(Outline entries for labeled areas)

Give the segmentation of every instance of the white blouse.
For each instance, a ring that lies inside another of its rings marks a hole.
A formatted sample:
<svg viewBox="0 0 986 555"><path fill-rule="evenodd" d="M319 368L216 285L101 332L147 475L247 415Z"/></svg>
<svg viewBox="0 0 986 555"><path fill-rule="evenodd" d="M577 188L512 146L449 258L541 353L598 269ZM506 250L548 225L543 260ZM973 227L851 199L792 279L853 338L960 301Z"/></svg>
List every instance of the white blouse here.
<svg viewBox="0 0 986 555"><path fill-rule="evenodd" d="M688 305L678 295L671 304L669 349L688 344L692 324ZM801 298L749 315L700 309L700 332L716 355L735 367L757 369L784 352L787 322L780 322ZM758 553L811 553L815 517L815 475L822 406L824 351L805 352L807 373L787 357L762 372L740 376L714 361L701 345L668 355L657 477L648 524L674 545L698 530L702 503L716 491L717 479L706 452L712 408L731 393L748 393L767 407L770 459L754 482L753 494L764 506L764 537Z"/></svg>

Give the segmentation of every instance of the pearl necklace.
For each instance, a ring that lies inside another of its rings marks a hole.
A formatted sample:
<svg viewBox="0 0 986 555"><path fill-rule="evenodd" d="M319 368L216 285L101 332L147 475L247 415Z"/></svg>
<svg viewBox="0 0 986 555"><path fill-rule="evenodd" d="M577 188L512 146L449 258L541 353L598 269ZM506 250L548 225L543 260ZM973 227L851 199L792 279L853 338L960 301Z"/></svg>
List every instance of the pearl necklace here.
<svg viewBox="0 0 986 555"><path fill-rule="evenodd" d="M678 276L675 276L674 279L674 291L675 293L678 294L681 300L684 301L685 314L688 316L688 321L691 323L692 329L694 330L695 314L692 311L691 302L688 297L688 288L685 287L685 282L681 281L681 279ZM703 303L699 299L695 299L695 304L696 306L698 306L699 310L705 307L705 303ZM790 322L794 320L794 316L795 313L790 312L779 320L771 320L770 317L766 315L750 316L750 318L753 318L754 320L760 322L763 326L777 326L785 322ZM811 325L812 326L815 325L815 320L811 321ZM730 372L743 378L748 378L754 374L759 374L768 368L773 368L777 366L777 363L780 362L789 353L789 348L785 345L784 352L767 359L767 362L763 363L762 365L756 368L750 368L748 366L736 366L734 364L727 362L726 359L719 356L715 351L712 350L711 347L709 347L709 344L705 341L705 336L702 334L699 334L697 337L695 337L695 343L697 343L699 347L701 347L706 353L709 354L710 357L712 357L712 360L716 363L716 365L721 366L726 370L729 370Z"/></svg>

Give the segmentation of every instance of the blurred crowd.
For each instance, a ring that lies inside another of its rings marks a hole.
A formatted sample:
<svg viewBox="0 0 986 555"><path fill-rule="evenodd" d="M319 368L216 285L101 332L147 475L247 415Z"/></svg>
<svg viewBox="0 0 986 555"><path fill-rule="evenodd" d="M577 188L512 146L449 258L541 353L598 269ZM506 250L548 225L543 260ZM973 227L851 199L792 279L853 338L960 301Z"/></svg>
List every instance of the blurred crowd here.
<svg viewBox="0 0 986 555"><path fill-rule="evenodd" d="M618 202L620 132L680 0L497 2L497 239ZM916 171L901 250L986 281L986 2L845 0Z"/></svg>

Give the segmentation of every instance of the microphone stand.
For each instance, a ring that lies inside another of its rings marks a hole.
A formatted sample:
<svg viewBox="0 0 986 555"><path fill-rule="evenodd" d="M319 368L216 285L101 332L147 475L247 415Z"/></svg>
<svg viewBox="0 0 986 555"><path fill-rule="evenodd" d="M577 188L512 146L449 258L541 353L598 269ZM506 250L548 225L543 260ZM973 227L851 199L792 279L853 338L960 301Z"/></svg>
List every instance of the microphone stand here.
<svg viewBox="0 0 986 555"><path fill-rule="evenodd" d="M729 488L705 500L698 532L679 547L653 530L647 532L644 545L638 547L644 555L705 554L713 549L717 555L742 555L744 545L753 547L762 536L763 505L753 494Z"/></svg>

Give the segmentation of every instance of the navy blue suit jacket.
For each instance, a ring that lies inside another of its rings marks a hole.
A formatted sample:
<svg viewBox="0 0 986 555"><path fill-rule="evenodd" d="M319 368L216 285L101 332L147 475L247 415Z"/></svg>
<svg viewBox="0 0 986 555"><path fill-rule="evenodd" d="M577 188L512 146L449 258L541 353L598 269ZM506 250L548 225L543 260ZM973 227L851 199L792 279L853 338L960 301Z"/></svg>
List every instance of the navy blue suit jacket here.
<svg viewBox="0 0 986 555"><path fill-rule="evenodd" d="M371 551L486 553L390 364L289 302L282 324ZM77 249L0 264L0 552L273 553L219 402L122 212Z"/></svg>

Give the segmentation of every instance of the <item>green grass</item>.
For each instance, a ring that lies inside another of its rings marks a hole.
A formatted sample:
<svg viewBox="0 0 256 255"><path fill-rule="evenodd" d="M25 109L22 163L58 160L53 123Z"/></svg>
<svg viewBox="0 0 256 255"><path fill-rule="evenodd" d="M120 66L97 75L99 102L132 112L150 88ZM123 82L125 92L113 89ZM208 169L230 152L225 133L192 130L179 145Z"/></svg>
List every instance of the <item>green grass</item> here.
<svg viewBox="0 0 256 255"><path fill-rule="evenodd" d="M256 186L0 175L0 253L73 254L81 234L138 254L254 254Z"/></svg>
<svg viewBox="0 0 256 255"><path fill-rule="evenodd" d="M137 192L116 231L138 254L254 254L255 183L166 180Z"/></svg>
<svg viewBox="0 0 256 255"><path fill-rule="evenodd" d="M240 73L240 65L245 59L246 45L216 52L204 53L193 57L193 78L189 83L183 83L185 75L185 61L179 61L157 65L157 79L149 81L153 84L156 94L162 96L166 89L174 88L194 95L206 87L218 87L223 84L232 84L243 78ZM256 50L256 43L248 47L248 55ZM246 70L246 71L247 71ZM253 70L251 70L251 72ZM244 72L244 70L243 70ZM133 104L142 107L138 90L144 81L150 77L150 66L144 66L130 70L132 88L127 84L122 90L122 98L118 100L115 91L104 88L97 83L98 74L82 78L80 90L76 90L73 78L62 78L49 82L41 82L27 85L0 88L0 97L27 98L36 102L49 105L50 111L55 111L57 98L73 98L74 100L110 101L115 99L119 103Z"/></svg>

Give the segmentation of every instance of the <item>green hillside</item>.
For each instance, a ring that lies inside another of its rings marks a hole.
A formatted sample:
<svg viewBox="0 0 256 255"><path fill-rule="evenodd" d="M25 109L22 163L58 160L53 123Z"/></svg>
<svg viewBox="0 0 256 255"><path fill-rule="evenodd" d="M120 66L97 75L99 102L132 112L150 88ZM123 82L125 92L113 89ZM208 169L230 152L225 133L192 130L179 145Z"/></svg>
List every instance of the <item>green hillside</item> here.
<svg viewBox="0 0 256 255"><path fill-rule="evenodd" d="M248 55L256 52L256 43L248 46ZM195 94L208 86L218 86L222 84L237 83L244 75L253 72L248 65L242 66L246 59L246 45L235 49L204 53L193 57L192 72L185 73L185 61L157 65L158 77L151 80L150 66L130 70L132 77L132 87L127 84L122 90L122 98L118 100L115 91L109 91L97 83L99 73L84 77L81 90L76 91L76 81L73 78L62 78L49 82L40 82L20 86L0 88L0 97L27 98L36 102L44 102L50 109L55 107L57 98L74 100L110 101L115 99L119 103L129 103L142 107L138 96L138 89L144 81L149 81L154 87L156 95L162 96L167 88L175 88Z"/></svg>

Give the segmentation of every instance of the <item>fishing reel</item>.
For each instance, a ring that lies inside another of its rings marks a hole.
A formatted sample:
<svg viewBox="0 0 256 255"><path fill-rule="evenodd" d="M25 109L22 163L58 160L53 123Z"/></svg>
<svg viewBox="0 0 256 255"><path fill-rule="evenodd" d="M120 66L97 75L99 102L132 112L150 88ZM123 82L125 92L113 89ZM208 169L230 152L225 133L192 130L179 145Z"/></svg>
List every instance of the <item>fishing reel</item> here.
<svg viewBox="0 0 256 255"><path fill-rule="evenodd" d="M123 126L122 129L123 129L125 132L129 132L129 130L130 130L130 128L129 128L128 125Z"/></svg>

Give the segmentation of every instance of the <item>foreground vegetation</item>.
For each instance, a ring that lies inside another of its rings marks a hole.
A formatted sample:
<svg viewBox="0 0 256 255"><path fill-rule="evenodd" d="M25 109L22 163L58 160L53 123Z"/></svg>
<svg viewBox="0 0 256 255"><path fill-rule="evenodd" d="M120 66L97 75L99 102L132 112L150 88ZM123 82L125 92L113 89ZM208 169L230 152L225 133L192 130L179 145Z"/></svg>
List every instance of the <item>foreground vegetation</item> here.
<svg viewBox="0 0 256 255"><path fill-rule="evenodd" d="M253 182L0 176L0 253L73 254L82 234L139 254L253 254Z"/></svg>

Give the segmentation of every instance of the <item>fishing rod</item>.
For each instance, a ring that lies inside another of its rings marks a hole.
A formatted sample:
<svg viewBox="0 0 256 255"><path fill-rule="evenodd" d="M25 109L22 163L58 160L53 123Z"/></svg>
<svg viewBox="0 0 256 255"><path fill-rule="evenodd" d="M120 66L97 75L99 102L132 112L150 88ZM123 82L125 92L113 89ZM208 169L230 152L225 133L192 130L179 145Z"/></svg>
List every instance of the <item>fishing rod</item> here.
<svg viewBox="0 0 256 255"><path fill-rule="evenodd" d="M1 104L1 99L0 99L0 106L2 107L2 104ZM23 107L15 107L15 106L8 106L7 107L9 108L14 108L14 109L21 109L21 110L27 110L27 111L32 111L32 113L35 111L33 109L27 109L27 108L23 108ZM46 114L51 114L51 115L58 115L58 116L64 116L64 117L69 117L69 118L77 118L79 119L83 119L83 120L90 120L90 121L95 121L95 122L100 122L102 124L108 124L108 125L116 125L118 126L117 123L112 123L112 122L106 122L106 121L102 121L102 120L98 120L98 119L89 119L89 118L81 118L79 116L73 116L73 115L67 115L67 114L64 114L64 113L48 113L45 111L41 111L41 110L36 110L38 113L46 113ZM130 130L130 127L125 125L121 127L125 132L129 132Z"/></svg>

§ WHAT THIS TASK INVOLVES: Locate each line in the listing above that contains the string "blurred" and copy those lines out in full.

§ REPLY:
Give the segmentation of every instance of the blurred crowd.
List every instance of the blurred crowd here.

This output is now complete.